Study material: Begin

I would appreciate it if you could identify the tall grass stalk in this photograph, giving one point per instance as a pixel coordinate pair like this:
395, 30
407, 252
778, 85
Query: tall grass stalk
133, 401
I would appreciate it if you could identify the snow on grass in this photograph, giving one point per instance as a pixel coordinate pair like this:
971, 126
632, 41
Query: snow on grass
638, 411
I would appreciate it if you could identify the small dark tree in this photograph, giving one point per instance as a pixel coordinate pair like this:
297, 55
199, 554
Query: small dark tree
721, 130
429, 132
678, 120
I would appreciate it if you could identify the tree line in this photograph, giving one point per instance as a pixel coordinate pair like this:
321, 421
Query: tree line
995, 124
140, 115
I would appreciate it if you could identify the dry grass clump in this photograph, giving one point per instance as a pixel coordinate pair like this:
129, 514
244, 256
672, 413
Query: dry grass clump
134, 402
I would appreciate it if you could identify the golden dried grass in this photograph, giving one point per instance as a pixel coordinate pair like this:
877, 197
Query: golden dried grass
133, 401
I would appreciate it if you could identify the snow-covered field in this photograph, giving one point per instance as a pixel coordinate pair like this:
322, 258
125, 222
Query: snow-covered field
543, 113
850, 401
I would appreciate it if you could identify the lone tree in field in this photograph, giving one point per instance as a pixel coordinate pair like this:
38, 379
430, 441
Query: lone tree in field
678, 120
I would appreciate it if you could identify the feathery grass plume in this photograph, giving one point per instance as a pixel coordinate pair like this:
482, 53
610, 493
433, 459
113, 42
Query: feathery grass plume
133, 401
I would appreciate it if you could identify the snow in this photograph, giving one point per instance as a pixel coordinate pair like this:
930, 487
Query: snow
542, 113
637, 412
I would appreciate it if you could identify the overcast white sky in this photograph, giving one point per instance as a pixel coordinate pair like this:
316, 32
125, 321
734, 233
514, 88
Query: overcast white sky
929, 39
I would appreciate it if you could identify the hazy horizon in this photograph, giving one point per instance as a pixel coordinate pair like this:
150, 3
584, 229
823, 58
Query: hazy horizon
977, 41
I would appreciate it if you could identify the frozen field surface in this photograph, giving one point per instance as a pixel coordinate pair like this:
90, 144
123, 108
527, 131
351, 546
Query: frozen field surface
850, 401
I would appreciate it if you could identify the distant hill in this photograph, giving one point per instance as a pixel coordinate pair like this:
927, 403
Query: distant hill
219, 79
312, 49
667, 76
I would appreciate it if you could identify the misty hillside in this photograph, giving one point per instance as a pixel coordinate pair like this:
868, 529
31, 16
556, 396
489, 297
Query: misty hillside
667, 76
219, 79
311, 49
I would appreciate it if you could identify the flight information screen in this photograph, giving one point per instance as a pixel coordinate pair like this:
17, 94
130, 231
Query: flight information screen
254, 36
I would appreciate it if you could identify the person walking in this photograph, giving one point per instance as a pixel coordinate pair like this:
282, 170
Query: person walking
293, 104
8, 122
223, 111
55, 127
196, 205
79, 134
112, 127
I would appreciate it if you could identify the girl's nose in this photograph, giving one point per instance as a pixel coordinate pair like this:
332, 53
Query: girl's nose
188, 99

Study material: End

In the records above, locate the line that contains "Query: flight information screen". Repeat it and every line after it, exactly, and nothing else.

Query: flight information screen
254, 36
I would appreciate it if you could identify the person walking in this photograph, giving one point per instance as a pixel coordinate pair like this:
282, 170
Query: person walking
293, 104
8, 122
223, 111
55, 127
196, 205
79, 134
112, 127
I would appreciate it if you could identify the girl's nose in this photograph, giving one point per instance as a pixel coordinate pair like this:
332, 53
Query: girl's nose
188, 99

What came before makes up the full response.